**Exercise details**. Please print the records below from the line with "19, row 39." to the line with "Category: dry brown lawn", both lines included, and leave the pictures out of your answer.

## Begin Material for the task

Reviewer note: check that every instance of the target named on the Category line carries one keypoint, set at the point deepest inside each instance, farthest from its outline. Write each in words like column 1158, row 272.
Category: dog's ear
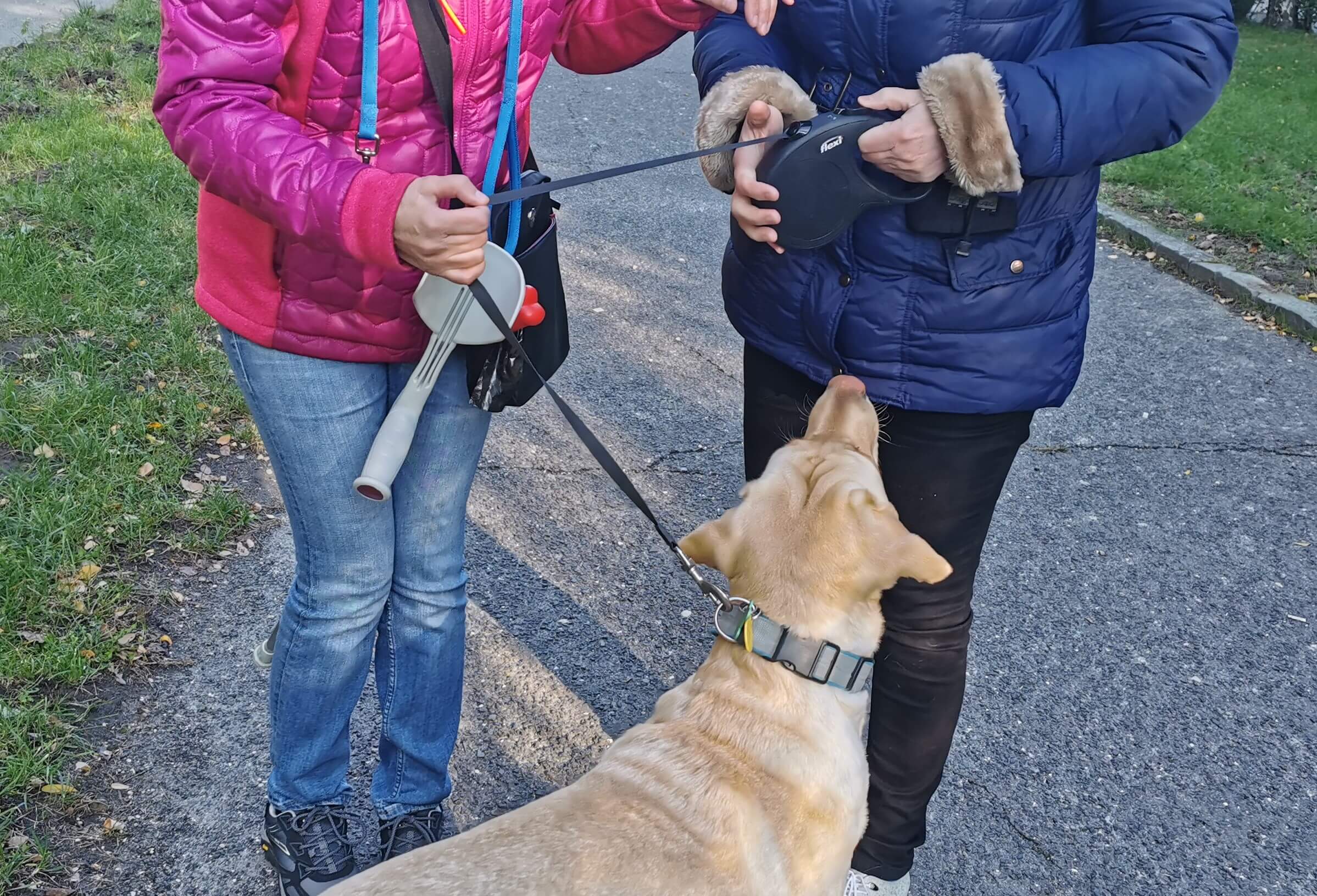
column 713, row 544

## End Material for the task
## Begin Material for the task

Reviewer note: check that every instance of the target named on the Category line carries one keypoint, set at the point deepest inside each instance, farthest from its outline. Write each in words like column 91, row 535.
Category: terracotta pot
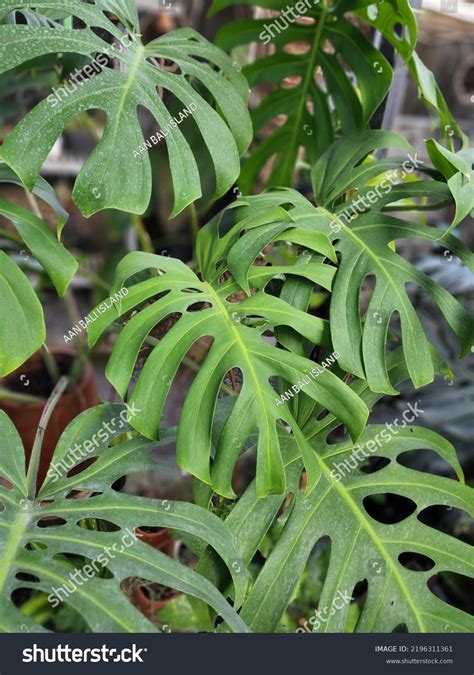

## End Material for the task
## Begin Material for the task

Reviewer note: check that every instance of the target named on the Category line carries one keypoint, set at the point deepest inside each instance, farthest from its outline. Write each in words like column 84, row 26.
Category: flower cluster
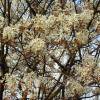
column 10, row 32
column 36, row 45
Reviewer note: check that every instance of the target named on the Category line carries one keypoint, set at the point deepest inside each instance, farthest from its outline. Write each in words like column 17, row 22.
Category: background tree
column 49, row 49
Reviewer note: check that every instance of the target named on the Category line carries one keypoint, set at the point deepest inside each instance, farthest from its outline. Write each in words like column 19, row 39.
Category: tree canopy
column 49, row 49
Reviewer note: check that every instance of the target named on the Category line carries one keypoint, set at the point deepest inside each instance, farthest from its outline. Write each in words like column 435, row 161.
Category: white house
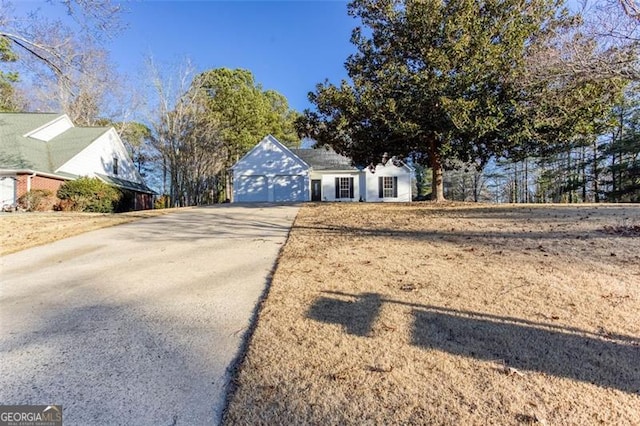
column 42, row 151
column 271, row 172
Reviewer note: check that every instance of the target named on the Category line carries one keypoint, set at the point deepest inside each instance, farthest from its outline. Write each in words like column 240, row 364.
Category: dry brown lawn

## End Material for the task

**Exercise result**.
Reviewer note: check that every instance of the target named on the Category line carries one keypoint, set at the point deepest inside each instance, farthest from its outline. Write each in words like column 19, row 39.
Category: tree canopy
column 49, row 49
Reviewer note: check that every instance of the target named on the Category line carries one keypoint, set at the point deepest inside each instance, farthest from its outline. Write each in words like column 435, row 161.
Category: white house
column 42, row 151
column 271, row 172
Reviewer note: check that every instance of the target named on the Category line carries one keypoint, set at the point deepest inside each instance, farthest from its outline. Write each in words like column 240, row 364.
Category: dry brown lawn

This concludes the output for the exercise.